## YOUR INSTRUCTIONS:
Reproduce, word for word, the passage below on the Republican Party, the national debt, Paul Ryan and Donald Trump.

## TEXT PASSAGE:
Four years ago, when Republicans gathered in Tampa to endorse Rep. Paul Ryan, R-Wis., as their party’s vice-presidential nominee, it signaled the growing prominence that the debt issue had gained within the party.
For decades, Republicans had sounded alarms about runaway spending, while in practice, they avoided doing anything to reform entitlements — the true driver of the nation’s long-term debt problem.
But as Ryan rose from his position as a rank and file member of Congress to the chairman of the House Budget Committee, his once obscure plan for overhauling the nation’s entitlements and putting the nation on a sustainable fiscal path had been adopted as the official budget of the Republican-controlled House. And by the summer of 2012, Ryan found himself in the number two slot on the national ticket.
Four years later, Speaker Ryan will chair the convention that’s going to nominate Donald Trump — a man who has eschewed the idea of serious entitlement reform.
Trump was able to ignore the issue of the debt during the primary season at little political cost. Republican primary voters tend to skew older, and those voters aren’t eager to reform Social Security and Medicare. He has been able to get away with talking in vague terms about how he would use his business sense to cut back on waste, fraud and abuse — the old standby lines for politicians who don’t want to make a serious effort to confront the nation’s mounting debt.

## DATA SHOWN:
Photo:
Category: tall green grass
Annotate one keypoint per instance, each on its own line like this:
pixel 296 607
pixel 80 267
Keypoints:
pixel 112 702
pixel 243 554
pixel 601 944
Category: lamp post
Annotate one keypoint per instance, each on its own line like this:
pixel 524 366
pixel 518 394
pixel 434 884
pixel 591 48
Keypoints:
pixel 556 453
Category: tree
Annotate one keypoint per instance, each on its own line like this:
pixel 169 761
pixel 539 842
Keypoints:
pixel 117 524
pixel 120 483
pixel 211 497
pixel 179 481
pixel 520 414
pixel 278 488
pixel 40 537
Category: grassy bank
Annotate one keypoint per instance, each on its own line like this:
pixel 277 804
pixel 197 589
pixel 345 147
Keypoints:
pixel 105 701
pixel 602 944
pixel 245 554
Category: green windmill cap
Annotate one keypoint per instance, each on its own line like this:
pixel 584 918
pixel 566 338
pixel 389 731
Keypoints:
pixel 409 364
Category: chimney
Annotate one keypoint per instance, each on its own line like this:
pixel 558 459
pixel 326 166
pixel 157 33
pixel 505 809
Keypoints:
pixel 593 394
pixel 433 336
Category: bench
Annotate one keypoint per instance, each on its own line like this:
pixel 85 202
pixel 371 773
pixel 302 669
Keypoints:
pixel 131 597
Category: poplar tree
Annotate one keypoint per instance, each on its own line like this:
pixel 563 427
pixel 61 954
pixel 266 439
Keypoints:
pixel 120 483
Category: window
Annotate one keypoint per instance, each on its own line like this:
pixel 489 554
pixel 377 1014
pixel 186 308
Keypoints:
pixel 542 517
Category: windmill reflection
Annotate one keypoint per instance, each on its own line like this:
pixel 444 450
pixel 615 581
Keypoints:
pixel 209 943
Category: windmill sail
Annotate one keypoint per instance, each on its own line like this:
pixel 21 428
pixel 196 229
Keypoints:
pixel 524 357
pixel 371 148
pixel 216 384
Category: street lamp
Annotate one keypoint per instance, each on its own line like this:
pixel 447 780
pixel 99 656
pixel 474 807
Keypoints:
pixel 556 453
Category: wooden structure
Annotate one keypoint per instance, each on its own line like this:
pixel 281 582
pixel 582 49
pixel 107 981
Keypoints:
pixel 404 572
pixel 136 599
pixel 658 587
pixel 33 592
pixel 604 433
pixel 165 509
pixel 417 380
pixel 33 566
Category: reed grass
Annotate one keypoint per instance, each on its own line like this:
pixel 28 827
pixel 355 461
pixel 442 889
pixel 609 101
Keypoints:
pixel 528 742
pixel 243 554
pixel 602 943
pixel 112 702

---

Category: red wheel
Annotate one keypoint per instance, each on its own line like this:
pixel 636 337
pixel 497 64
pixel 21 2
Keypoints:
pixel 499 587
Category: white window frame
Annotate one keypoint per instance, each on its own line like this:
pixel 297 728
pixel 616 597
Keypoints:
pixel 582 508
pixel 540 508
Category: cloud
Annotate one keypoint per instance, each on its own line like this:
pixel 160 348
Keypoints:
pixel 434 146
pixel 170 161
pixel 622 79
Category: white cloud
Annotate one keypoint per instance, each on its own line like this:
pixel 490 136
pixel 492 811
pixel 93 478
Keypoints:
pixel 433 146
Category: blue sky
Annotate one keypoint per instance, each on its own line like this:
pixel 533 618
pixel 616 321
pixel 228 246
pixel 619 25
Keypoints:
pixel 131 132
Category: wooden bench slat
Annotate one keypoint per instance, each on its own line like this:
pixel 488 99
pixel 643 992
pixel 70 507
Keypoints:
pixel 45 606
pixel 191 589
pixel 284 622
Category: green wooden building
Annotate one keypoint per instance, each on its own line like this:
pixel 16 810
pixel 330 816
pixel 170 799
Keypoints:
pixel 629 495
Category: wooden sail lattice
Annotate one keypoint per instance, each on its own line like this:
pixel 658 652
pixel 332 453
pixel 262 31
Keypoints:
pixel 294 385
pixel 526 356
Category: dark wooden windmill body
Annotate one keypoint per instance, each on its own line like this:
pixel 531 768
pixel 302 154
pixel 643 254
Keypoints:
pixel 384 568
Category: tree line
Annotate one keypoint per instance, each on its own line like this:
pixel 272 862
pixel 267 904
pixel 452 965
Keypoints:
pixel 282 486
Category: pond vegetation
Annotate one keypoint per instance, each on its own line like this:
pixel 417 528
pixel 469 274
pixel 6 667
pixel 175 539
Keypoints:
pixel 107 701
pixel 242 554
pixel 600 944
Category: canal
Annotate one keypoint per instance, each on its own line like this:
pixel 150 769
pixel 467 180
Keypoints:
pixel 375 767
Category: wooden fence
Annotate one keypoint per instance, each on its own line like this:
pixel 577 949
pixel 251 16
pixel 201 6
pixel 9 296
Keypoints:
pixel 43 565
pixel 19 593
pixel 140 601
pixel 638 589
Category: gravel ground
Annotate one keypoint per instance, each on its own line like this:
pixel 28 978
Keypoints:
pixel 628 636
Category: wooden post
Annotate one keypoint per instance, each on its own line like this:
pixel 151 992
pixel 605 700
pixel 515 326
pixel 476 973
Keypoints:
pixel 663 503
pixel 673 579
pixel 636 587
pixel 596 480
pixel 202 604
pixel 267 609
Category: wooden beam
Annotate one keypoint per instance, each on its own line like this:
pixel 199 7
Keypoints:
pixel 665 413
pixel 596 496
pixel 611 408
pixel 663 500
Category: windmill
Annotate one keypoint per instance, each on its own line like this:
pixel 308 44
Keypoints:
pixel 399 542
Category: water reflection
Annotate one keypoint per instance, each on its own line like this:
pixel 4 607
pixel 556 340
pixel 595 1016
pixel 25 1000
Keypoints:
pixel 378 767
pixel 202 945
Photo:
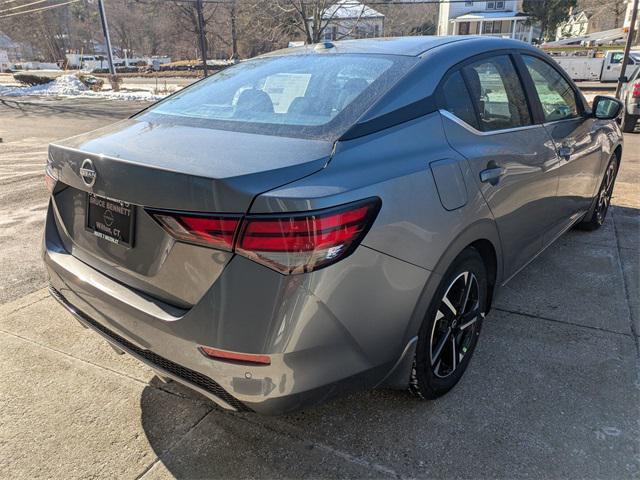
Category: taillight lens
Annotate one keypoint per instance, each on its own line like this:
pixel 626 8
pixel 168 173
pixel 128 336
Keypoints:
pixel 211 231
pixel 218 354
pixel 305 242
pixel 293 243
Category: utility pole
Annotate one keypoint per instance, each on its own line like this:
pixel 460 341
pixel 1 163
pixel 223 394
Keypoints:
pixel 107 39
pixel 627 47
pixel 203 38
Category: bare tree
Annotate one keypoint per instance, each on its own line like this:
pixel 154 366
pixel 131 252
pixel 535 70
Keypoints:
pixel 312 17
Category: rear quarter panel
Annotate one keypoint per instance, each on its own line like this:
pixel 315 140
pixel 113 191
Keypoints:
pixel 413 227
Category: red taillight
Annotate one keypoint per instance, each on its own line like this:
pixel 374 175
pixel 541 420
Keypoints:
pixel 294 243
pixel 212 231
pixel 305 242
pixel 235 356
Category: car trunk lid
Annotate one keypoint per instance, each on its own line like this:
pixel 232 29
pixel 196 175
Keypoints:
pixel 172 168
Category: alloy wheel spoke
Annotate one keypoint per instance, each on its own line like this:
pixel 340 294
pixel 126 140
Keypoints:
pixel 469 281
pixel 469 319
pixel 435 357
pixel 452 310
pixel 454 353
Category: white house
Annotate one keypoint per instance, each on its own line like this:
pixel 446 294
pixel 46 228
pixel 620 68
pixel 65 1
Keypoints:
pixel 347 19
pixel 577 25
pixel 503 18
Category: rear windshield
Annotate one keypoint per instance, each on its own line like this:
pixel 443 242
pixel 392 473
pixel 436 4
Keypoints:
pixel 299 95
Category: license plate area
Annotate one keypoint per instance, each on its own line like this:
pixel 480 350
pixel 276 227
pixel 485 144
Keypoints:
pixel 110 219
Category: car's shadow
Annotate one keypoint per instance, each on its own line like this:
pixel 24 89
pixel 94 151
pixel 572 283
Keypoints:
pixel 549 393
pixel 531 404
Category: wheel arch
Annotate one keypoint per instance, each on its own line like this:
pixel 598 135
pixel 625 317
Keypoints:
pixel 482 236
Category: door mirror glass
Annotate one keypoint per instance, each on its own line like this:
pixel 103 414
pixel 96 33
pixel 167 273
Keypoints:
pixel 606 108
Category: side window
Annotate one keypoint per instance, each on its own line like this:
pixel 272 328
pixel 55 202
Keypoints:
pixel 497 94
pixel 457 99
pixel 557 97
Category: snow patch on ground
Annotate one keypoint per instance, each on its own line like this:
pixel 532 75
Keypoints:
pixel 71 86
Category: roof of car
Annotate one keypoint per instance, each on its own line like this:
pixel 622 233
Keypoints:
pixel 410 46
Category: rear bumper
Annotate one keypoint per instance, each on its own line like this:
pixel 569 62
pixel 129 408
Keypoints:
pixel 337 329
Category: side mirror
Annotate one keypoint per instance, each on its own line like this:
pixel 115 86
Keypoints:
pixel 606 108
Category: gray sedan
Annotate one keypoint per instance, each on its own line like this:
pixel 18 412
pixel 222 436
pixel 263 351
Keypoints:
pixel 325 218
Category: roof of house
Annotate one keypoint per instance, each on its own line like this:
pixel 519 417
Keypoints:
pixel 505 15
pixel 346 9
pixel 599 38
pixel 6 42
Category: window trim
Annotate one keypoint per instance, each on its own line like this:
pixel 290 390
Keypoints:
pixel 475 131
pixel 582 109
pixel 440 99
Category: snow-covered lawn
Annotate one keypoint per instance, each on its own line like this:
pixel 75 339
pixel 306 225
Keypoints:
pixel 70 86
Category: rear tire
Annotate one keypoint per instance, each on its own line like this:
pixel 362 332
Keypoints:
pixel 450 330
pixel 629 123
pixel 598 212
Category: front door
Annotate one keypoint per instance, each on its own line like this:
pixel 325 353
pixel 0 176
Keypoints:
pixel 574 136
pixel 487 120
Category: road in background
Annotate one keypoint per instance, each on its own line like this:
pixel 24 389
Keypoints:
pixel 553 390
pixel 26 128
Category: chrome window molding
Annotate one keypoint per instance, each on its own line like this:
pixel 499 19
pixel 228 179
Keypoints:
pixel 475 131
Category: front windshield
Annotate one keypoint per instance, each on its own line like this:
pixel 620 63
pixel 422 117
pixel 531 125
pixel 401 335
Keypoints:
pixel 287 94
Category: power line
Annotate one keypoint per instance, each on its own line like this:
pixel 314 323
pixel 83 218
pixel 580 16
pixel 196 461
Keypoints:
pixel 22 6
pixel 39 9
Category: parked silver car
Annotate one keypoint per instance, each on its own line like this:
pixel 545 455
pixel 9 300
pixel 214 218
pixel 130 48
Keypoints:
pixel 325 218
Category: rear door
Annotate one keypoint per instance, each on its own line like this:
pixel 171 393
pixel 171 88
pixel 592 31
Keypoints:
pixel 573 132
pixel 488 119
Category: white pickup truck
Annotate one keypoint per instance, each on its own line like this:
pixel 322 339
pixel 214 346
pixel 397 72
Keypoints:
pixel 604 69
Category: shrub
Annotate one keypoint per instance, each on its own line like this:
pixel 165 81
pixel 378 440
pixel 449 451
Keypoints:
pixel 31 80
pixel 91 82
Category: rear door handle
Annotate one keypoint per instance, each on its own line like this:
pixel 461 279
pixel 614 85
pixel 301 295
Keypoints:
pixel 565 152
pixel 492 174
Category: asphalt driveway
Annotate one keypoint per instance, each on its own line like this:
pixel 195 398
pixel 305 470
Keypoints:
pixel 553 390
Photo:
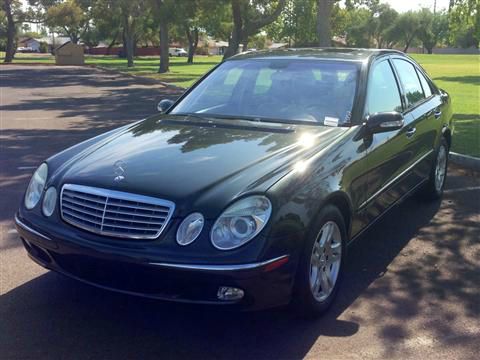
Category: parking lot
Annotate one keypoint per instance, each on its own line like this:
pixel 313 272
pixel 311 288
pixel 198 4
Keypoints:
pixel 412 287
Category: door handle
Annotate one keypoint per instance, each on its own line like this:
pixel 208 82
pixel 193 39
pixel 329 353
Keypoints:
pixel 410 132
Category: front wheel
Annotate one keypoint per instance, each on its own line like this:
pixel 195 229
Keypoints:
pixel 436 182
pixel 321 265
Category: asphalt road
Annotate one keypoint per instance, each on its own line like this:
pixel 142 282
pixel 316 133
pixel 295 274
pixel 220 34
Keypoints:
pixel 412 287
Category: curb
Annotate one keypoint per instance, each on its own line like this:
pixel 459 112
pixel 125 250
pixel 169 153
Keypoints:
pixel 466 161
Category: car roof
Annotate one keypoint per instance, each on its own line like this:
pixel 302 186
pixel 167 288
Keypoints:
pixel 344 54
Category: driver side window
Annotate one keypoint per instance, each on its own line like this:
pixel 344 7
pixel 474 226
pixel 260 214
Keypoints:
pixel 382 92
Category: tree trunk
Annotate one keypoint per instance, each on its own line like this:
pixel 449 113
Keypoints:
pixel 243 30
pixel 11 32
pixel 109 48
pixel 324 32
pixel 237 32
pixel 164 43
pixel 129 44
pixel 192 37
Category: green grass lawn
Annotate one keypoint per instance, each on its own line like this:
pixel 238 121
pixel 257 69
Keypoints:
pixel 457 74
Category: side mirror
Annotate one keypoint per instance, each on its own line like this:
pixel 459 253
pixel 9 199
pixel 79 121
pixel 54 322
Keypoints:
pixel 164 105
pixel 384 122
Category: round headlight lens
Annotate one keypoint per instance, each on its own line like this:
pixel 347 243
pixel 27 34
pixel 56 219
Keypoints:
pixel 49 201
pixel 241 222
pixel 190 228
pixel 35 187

## RESULT OF THE EXERCISE:
Four years ago, when Republicans gathered in Tampa to endorse Rep. Paul Ryan, R-Wis., as their party’s vice-presidential nominee, it signaled the growing prominence that the debt issue had gained within the party.
For decades, Republicans had sounded alarms about runaway spending, while in practice, they avoided doing anything to reform entitlements — the true driver of the nation’s long-term debt problem.
But as Ryan rose from his position as a rank and file member of Congress to the chairman of the House Budget Committee, his once obscure plan for overhauling the nation’s entitlements and putting the nation on a sustainable fiscal path had been adopted as the official budget of the Republican-controlled House. And by the summer of 2012, Ryan found himself in the number two slot on the national ticket.
Four years later, Speaker Ryan will chair the convention that’s going to nominate Donald Trump — a man who has eschewed the idea of serious entitlement reform.
Trump was able to ignore the issue of the debt during the primary season at little political cost. Republican primary voters tend to skew older, and those voters aren’t eager to reform Social Security and Medicare. He has been able to get away with talking in vague terms about how he would use his business sense to cut back on waste, fraud and abuse — the old standby lines for politicians who don’t want to make a serious effort to confront the nation’s mounting debt.